» INPUT DATA

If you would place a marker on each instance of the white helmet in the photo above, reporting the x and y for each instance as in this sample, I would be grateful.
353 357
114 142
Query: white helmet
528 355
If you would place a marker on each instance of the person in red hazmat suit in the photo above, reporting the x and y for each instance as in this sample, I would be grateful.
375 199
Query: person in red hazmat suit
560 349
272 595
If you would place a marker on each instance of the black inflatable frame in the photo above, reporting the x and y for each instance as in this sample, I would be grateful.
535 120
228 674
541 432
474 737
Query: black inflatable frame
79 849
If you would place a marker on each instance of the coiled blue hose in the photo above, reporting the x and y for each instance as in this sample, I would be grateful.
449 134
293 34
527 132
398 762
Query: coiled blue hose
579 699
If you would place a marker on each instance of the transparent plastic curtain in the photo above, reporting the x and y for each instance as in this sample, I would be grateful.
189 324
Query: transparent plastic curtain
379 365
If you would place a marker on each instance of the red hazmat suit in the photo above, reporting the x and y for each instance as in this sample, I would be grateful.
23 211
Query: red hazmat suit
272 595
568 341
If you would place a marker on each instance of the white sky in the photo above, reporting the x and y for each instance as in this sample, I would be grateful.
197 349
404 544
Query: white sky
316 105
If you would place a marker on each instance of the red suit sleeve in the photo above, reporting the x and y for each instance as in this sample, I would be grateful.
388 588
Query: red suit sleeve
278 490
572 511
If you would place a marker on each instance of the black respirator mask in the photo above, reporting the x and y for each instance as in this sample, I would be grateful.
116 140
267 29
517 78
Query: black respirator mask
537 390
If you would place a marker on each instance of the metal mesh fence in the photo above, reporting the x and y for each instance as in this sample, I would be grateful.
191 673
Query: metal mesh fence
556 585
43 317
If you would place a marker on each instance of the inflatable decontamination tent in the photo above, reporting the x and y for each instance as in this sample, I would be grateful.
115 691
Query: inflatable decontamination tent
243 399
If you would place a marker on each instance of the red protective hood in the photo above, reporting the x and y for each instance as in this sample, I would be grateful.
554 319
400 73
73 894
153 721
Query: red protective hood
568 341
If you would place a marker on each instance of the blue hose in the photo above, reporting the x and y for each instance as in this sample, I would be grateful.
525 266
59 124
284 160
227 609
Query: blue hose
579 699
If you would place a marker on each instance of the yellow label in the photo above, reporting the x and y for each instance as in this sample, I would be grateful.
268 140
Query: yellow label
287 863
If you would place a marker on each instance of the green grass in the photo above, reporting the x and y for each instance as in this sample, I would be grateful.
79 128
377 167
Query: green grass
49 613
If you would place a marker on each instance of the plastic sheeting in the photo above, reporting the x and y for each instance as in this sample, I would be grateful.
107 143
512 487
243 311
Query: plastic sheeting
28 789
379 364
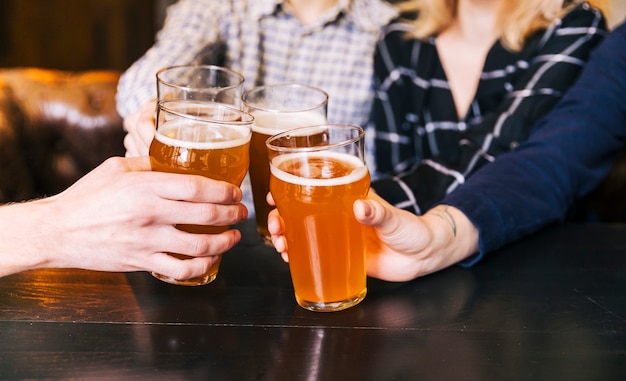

» REQUIRED ACTION
Where a picture appears, omit it, and otherwise retype the material exactly.

» SOLUTION FOR THIS TASK
If you would place a marker on each instance of the white helmet in the photo above, reporting the x and y for each instance as in this sample, I would be grateful.
353 357
114 142
Query: white helmet
528 355
If you would place a marker on each instance of the person in red hazmat suit in the photo above, reporting the x and y for each instance as in this sample, I would be grateful.
375 199
Query: person in red hazmat suit
560 349
272 595
If you would place a marker on each instance of the black inflatable frame in the photo above, reporting the x and y for each instance as in this sample, I would be grateful.
535 120
228 674
541 432
474 737
Query: black inflatable frame
79 849
If you would place a marker on each instance of the coiled blue hose in the photo above, reporting the x and y for each instance as in this sample, I would be grateful.
449 134
293 34
527 132
398 762
Query: coiled blue hose
579 699
If you would place a marker on each instance of the transparent plastic curtain in the photo above, reporting the x and y for each instance as in this sample, I would be grateful.
189 324
Query: transparent plastic curtain
379 365
If you would place a marker on each instance of the red hazmat suit in the photo above, reporting the x and y for each instance as in this sample, I would be grateful.
23 211
Query: red hazmat suit
272 595
568 341
If you would place a marker on each instance of the white sky in the photo above, reporting the x and y for each instance as in this sample, I would be grateful.
197 349
404 544
Query: white sky
316 105
If you would place a marker on each instance of the red suit sleeve in the photo above, reporting the x and y for each instance as in this sample, I would be grateful.
388 588
Query: red suit sleeve
278 490
572 511
If you would place a marker on each instance of the black respirator mask in the photo above, reporting the x and y for each instance as in this sample, I would be grateful.
116 140
267 29
517 78
Query: black respirator mask
537 390
If you would place a marker on each instance of the metal mesh fence in the photo above, reporting the x and y for each instance as in this sample, I would be grateful.
191 673
Query: metal mesh fence
556 585
43 317
If you would place a marker on each instance of the inflatable decontamination tent in the photo above, reporting the x and y for each instance as in this sample, I would be grateful.
115 691
Query: inflatable decontamination tent
243 399
If you would place a marker on each instance of the red protective hood in the photo above, reporting the x and y for each instance as in this sample, I would be grateful.
554 319
400 73
73 894
153 721
Query: red protective hood
568 341
If you would place a marker on each instance of the blue hose in the photo above, reporting the x and y for each instance as in this sample, I would be grateful.
525 266
59 124
284 160
227 609
Query: blue hose
579 699
If you would place a marker on each instance of the yellow label in the photo above, reporting the x and y for each instance as in this sample, I would be grateful.
268 140
Query: yellow label
287 863
If you would place a marker on each instance of the green grass in the photo above, reporting the x and y for each instance as in this sample, I would be grateful.
79 128
377 167
Query: green grass
49 613
If you would place a marker on each instance of the plastic sheeting in the photo above, reporting the x and y for each instance as in this sample, I would be grateful.
107 143
512 487
243 311
Query: plastic sheeting
28 789
379 364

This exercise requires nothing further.